**Objectives:**
(a) Repeat the passage from the California birding excerpt exactly, from "In November, the" to "either of them.".
(b) In one to three sentences, explain what made the Trumpeter Swan in Los Angeles notable, according to the California birding excerpt.

**Excerpt:**
——————————

In November, the state's first Groove-billed Ani appeared at Lakeview, Riverside Co. (Burris Price). During the entire fall, northern California birders would find 652 vagrant warblers of 26 species, over two-and-half times the previous high.

This year started off right away with a Trumpeter Swan in Los Angeles, the southernmost for the state (Shum Suffel +). It drew birders from far and near, as did the state's first Bewick's Swan on Hog Lake near Red Bluff, Shasta Co., after its discovery on 13 Jan (S.A. Laymon). This was before Bewick's was lumped with Tundra Swan; I still remember driving all night from the Bay Area in a VW van with a broken heater, huddling together with a dozen others, to see this swan awake in the freezing dawn. Meanwhile that winter, hunters shot two Baikal Teal in the Central Valley; no birders were there to enjoy either of them.

——————————

**Data extract:**
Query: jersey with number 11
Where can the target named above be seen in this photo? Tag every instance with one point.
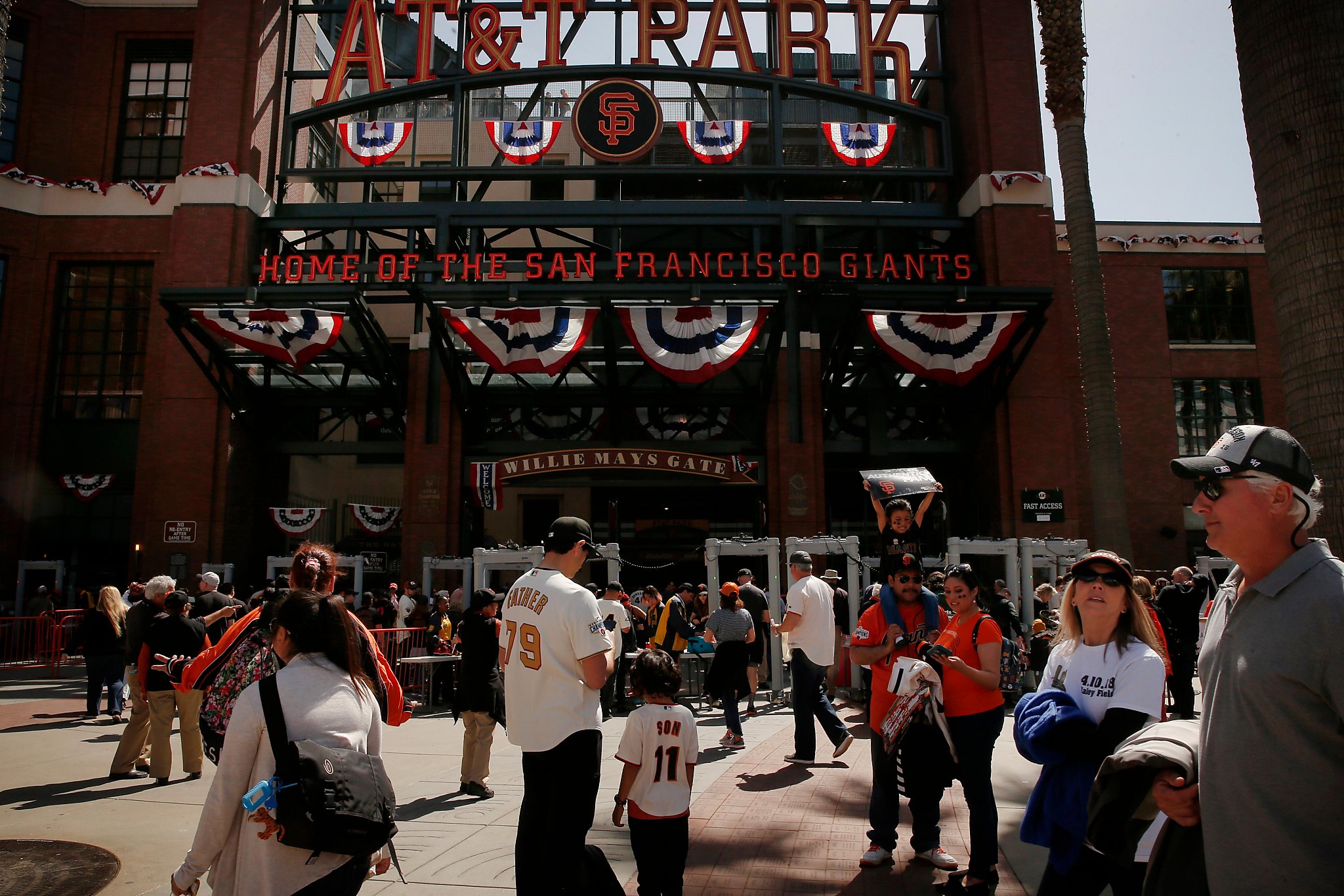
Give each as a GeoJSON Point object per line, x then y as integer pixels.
{"type": "Point", "coordinates": [550, 625]}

——————————

**Task-by-task answers:**
(a)
In November, the state's first Groove-billed Ani appeared at Lakeview, Riverside Co. (Burris Price). During the entire fall, northern California birders would find 652 vagrant warblers of 26 species, over two-and-half times the previous high.

This year started off right away with a Trumpeter Swan in Los Angeles, the southernmost for the state (Shum Suffel +). It drew birders from far and near, as did the state's first Bewick's Swan on Hog Lake near Red Bluff, Shasta Co., after its discovery on 13 Jan (S.A. Laymon). This was before Bewick's was lumped with Tundra Swan; I still remember driving all night from the Bay Area in a VW van with a broken heater, huddling together with a dozen others, to see this swan awake in the freezing dawn. Meanwhile that winter, hunters shot two Baikal Teal in the Central Valley; no birders were there to enjoy either of them.

(b) The Trumpeter Swan in Los Angeles was the southernmost one recorded for the state. It drew birders from far and near.